(Information given Opens)

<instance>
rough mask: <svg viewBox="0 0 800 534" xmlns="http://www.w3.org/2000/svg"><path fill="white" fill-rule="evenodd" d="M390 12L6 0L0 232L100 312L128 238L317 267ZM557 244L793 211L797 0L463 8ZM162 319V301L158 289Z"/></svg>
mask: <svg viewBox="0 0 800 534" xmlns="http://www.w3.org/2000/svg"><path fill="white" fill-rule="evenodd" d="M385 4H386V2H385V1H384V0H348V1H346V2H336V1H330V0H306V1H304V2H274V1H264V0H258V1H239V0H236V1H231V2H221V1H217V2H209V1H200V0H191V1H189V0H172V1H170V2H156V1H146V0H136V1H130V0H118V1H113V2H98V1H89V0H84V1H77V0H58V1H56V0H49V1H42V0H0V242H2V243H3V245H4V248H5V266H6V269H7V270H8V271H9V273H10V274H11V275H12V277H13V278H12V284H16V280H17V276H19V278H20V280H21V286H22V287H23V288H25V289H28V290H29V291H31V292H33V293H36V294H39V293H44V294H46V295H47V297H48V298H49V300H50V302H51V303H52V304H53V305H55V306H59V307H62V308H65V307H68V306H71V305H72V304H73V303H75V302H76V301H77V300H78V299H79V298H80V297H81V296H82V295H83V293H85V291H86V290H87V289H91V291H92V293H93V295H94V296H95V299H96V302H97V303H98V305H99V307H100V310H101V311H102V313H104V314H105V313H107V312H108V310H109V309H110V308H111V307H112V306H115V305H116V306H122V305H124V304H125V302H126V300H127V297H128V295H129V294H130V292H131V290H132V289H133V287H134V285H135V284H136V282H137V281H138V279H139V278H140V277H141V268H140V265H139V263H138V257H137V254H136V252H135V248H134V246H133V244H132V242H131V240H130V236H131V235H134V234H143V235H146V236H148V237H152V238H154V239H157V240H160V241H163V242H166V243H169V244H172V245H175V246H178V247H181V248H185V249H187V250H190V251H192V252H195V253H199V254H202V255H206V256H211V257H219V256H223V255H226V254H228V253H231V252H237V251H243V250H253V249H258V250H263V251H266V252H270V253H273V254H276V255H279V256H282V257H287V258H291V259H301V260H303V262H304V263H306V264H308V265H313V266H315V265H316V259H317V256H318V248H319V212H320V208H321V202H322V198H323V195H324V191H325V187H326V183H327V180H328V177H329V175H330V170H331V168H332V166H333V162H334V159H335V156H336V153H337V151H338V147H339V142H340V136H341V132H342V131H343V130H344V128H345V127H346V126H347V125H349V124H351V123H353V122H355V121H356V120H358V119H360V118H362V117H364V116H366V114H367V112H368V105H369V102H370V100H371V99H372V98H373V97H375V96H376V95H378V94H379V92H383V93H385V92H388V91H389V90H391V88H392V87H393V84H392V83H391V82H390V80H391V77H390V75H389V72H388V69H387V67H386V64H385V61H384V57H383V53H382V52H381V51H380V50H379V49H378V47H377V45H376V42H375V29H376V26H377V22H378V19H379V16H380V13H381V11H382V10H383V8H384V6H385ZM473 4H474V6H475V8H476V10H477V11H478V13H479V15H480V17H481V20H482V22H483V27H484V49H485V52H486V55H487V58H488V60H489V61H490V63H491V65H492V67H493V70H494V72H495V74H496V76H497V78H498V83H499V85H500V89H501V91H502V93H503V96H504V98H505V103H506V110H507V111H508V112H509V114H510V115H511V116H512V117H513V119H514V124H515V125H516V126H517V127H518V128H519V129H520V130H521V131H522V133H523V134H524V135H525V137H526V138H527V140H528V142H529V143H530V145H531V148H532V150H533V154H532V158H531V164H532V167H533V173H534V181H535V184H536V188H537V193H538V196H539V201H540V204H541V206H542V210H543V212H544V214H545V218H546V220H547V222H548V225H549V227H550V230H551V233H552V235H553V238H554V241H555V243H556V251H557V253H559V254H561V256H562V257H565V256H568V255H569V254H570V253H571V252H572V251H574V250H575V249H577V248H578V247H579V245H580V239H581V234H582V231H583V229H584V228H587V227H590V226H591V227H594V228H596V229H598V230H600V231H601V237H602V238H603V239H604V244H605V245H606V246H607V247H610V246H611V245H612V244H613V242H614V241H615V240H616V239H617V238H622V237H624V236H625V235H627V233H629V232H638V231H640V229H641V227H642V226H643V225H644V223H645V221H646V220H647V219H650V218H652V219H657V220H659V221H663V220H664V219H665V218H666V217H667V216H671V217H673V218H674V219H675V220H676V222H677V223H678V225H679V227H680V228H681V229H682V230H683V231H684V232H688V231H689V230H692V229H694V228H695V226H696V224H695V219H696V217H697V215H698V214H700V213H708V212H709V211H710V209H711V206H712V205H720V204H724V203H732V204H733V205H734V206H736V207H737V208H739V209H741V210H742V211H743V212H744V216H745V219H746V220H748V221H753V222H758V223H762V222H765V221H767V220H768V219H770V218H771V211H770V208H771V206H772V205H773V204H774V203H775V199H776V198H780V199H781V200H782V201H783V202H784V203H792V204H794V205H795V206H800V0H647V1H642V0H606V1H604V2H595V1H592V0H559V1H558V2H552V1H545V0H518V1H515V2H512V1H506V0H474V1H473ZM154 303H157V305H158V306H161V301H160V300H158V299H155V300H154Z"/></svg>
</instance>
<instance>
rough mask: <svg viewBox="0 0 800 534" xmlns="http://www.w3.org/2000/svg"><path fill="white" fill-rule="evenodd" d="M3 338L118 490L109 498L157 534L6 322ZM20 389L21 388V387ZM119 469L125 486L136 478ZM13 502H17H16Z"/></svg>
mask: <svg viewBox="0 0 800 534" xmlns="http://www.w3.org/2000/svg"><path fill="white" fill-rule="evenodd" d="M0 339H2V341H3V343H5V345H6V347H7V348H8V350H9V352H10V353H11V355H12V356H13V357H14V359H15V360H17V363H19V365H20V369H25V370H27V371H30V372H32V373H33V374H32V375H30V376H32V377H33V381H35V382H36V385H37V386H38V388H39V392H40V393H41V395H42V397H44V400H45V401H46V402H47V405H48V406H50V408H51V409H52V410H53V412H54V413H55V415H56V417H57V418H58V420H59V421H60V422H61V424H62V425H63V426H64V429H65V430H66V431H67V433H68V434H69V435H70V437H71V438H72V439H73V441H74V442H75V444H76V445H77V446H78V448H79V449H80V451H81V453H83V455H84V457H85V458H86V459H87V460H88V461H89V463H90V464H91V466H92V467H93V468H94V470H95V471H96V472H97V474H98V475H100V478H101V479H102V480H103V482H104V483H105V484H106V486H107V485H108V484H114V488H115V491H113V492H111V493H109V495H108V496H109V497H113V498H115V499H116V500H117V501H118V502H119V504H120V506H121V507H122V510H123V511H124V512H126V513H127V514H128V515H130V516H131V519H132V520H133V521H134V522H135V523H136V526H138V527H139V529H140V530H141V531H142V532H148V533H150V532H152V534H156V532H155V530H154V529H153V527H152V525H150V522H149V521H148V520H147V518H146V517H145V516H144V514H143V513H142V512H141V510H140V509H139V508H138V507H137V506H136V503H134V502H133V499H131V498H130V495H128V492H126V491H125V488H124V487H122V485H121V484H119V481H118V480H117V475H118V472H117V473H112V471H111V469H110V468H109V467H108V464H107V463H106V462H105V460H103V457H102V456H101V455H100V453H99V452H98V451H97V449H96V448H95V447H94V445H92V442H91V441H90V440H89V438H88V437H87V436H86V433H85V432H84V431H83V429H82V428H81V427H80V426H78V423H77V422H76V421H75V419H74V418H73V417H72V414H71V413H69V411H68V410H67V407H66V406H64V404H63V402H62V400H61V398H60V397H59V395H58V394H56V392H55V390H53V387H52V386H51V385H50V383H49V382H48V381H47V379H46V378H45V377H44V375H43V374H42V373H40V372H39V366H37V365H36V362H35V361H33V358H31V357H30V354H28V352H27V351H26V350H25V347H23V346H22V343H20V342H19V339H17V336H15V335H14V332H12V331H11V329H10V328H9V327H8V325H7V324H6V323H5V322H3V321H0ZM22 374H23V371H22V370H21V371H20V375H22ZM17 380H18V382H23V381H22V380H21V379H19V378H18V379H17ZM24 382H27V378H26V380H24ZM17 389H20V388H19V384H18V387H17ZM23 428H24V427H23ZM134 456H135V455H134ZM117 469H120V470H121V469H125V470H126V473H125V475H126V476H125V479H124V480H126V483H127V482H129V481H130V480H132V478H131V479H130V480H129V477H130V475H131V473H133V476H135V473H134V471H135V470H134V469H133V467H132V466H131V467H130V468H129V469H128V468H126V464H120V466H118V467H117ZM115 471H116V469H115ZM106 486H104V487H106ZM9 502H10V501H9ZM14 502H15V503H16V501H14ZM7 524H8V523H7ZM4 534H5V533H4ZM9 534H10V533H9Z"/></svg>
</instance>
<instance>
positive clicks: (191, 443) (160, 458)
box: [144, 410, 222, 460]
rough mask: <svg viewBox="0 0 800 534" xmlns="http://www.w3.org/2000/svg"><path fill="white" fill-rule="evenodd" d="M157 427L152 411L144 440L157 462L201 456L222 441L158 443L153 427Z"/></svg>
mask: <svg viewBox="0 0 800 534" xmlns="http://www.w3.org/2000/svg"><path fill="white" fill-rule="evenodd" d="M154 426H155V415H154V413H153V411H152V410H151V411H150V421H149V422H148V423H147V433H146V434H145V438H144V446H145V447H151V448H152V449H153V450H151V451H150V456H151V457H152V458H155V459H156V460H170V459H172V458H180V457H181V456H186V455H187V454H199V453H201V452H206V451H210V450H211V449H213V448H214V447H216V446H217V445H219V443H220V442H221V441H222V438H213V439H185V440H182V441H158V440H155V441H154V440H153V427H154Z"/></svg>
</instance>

(Information given Closes)

**Task brief**
Please copy the records word for word, from their first line through the line containing "12L6 0L0 232L100", including that line.

**Answer to this exercise**
<instance>
rough mask: <svg viewBox="0 0 800 534" xmlns="http://www.w3.org/2000/svg"><path fill="white" fill-rule="evenodd" d="M390 12L6 0L0 232L100 312L128 238L317 267ZM557 244L793 211L797 0L463 8ZM162 319V301L158 289Z"/></svg>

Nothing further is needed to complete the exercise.